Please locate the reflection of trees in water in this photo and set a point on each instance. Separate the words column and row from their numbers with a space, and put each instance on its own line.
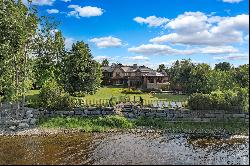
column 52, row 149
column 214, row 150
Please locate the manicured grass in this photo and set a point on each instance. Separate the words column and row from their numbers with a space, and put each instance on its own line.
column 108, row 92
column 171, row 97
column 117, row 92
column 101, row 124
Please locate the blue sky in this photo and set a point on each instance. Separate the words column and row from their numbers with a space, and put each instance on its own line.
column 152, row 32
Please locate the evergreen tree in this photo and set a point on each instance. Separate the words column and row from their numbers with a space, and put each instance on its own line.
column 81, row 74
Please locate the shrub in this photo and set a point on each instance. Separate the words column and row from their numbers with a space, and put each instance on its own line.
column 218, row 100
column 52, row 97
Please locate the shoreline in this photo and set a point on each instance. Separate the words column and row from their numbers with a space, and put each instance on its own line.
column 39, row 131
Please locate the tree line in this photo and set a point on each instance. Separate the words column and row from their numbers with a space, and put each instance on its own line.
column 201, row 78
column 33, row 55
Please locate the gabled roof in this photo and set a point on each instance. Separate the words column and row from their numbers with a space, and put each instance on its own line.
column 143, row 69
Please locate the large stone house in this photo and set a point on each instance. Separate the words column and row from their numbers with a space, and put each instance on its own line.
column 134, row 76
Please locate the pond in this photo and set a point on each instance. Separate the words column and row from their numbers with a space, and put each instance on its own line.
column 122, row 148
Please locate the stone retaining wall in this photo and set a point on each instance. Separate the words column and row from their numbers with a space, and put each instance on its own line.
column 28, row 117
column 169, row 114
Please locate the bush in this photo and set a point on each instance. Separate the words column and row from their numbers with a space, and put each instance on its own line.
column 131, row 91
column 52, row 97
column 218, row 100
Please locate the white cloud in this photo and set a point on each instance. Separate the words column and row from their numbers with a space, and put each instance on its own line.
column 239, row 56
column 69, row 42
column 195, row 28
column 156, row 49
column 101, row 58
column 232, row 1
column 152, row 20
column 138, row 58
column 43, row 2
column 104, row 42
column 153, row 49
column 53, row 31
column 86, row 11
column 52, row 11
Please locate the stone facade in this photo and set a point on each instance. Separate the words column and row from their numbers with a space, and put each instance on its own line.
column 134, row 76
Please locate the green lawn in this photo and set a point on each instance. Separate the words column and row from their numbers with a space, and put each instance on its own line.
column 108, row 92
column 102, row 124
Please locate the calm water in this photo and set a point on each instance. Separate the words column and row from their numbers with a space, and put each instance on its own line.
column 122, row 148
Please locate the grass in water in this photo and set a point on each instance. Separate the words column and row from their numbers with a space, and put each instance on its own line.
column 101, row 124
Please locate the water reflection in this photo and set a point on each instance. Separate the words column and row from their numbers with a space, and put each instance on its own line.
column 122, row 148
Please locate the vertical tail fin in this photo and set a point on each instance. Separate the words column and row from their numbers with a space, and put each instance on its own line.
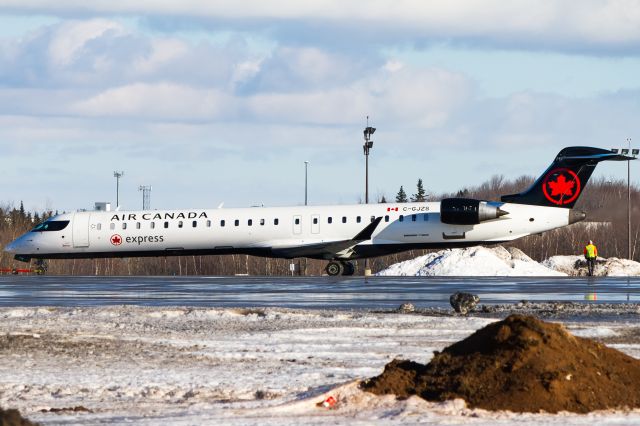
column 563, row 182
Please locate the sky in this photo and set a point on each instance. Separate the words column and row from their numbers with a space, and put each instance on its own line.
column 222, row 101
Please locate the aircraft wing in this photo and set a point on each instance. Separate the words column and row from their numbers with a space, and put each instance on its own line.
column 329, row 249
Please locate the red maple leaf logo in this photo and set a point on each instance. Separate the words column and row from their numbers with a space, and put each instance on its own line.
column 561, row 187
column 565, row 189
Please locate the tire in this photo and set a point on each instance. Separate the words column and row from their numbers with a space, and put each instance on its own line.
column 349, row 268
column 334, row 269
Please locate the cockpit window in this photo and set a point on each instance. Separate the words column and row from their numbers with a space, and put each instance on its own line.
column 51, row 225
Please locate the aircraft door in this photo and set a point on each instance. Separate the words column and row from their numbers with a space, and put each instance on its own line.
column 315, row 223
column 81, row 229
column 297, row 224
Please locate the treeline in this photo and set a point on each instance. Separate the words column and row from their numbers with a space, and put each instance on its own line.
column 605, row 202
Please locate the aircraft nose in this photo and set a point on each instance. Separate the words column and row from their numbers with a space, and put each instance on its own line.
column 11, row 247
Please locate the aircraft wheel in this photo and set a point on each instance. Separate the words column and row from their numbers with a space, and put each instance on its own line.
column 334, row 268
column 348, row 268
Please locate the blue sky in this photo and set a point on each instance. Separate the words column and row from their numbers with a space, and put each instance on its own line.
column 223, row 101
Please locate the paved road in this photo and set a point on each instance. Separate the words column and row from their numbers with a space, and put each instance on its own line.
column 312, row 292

Aim of the exercise: Retype the data above exactly. Do not carry over any images.

Solution below:
Please locate the reflection of trees in water in this photo and set a point on each instance. Separate the words column and row from their numbers with a space, and put each instance on its own line.
column 52, row 149
column 214, row 150
Please locate the manicured grass in this photo and set a point on each instance. Separate the words column and row from their numbers with a space, and put each instance on its own line.
column 108, row 92
column 171, row 97
column 117, row 92
column 101, row 124
Please locate the blue sky in this photo and set a point on each instance. Separate the words column and row from their numbers with a space, and put each instance on its own line.
column 152, row 32
Please locate the evergreen tree in this photo and set a point on each instance. Separate the words column and row from their numbers with a space, and put each instance on its own line.
column 81, row 74
Please locate the shrub in this photo and set a point on each instance. Separate the words column and row from their numbers with a space, and put each instance on its own line.
column 218, row 100
column 52, row 97
Please locate the shoreline in this photo and set a point on each instance. Separate the words column and row from their numbers with a space, and put each instance on its own line.
column 39, row 131
Please locate the tree line in this photo and set a point on each instance. Separate the words column and row from their numbers with a space, and put each instance on its own line.
column 201, row 78
column 33, row 55
Please locate the gabled roof in this photo and set a point on each instance. Separate the words column and row from their numbers with a space, and put each instance on its own line.
column 143, row 69
Please locate the large stone house in this photo and set a point on each instance. Separate the words column and row from their numbers with a space, and put each instance on its own line.
column 134, row 76
Please locate the pond in this photo and set a point on each instance. Separate the words column and row from their numbers with a space, and put each instance on its own line.
column 122, row 148
Please locate the stone retaining wall in this photo and set a point on each instance. Separate the words column and row from their numbers with a space, and put each instance on its own line.
column 28, row 117
column 169, row 114
Please locate the bush in this photo and set a point on each instance. Separate the words column and row from their numbers with a space, and put each instance on its own line.
column 131, row 91
column 52, row 97
column 218, row 100
Please locate the white cloud in this photo and set a point on each instance. Separate the words column and row from their numbers with a space, and put each instance on its own line.
column 239, row 56
column 69, row 42
column 195, row 28
column 156, row 49
column 101, row 58
column 232, row 1
column 152, row 20
column 138, row 58
column 43, row 2
column 104, row 42
column 153, row 49
column 53, row 31
column 86, row 11
column 52, row 11
Please locate the stone facade in this photo and set a point on each instance. Separate the words column and row from their numbers with a space, and put each instance on its own line.
column 134, row 76
Please locate the green lawn in this photo and set a point on each instance. Separate the words column and row from their numbers with a space, and put each instance on its own line.
column 108, row 92
column 102, row 124
Please locate the calm water in this photo and set a point on each instance. Separate the words column and row from their numbers with a space, and put each instance on its own line.
column 122, row 148
Please locate the grass in water in this photo and set a point on each instance. Separate the words column and row from their numbers with a space, and put each instance on its own line.
column 101, row 124
Please locate the water reflection in this photo and set a point on each instance. Separate the words column and row from their numbers with a space, and put each instance on its own line.
column 122, row 148
Please locate the vertical tail fin in this photo and set a point on each instance. Separate the words column and row from their numbers with a space, and put each instance on its own line.
column 563, row 182
Please locate the sky in this photo and set a point on each instance. Separate the words column and row from their numbers with a space, and put each instance on its own line.
column 222, row 101
Please locate the aircraft wing in this photo and set a point on each instance. Separate the words column and row from their numbers with a space, and put each instance on its own line.
column 329, row 249
Please locate the red maple leaf logo in this photo and set a point on each instance. Separate the words column and row from their numbers with a space, and put each instance on its own line.
column 561, row 187
column 565, row 189
Please locate the tire in this photo and set a point on each instance. Separate the words column and row from their numbers with a space, and put each instance on its own line.
column 349, row 268
column 334, row 269
Please locate the cockpit window in this photo and set a point on each instance. Separate the words column and row from their numbers with a space, and put each instance on its own line.
column 51, row 225
Please locate the aircraft door in this photo and set a point on each instance. Separate the words column and row from their numbers with a space, and put each instance on its own line.
column 315, row 223
column 81, row 229
column 297, row 224
Please locate the treeline in this photo and set a point on each instance. Separate the words column and row from their numbers with a space, and put each instance on its own line.
column 605, row 202
Please locate the aircraft nose in this photo and set a point on each instance. Separate the words column and row from their numbers with a space, and put each instance on its own line.
column 11, row 247
Please locate the aircraft wheel in this photo and set a point on each instance. Separate the words column and row from their numbers with a space, and put each instance on its own line.
column 334, row 268
column 348, row 268
Please locate the blue sky in this photo and set a point on each instance. Separate the words column and row from their numbers with a space, and put each instance on its own line.
column 223, row 101
Please locate the paved road in this photo and set a point on each instance. Separate the words column and row from their numbers with a space, and put each instance on its own line.
column 312, row 292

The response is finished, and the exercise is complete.